[Items from a data source]
>>>>>
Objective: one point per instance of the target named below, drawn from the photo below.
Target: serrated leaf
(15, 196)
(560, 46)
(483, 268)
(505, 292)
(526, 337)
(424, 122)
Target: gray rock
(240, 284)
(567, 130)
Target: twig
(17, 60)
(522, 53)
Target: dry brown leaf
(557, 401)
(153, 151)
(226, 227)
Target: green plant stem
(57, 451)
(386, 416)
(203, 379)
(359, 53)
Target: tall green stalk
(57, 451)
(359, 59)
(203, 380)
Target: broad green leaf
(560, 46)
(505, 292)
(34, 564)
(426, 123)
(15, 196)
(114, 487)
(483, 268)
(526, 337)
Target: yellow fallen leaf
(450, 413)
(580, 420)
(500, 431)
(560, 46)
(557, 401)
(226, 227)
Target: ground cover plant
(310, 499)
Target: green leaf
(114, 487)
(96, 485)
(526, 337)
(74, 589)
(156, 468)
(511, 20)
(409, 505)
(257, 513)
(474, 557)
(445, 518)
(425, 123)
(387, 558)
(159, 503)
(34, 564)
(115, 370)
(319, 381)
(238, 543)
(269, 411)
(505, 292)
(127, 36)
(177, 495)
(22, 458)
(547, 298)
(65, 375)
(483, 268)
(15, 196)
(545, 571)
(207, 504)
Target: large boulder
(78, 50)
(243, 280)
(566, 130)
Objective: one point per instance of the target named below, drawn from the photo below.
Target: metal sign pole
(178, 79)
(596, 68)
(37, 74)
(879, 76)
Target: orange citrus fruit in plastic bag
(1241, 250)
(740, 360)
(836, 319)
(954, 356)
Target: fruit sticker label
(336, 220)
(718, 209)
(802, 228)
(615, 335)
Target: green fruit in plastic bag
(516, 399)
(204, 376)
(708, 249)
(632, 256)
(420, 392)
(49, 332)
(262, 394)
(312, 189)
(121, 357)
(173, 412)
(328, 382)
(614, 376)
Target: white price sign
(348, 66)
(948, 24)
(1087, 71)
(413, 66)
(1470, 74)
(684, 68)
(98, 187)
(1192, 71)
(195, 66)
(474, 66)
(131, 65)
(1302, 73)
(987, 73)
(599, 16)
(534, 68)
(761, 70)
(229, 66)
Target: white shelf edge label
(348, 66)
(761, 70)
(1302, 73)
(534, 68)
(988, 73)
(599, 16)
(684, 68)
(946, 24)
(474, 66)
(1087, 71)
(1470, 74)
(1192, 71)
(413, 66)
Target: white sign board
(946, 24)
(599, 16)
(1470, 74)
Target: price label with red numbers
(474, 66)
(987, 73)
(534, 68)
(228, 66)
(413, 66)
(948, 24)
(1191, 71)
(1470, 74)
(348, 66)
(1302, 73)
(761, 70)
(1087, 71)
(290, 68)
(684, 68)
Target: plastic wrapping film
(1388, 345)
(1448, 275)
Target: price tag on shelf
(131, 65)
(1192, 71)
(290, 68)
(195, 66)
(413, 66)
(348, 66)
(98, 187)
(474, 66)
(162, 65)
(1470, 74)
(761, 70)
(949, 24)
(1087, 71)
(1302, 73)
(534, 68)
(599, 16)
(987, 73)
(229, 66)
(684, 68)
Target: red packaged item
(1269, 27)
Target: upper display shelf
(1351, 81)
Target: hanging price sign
<<<<<
• [EXERCISE BRIEF]: Arrange the rows as a JSON list of strings, one string per line with blank lines left out, starting at the line that contains "Target: price tag on shelf" and ending at the last line of the rows.

• [SOLUTION]:
[
  "Target: price tag on shelf",
  "(131, 65)",
  "(1192, 71)",
  "(290, 68)",
  "(195, 66)",
  "(413, 66)",
  "(348, 66)",
  "(98, 187)",
  "(474, 66)",
  "(162, 65)",
  "(1470, 74)",
  "(761, 70)",
  "(949, 24)",
  "(1087, 71)",
  "(1302, 73)",
  "(534, 68)",
  "(599, 16)",
  "(987, 73)",
  "(229, 66)",
  "(684, 68)",
  "Target: red packaged item",
  "(1269, 27)",
  "Target: upper display shelf",
  "(1351, 81)",
  "Target: hanging price sign"
]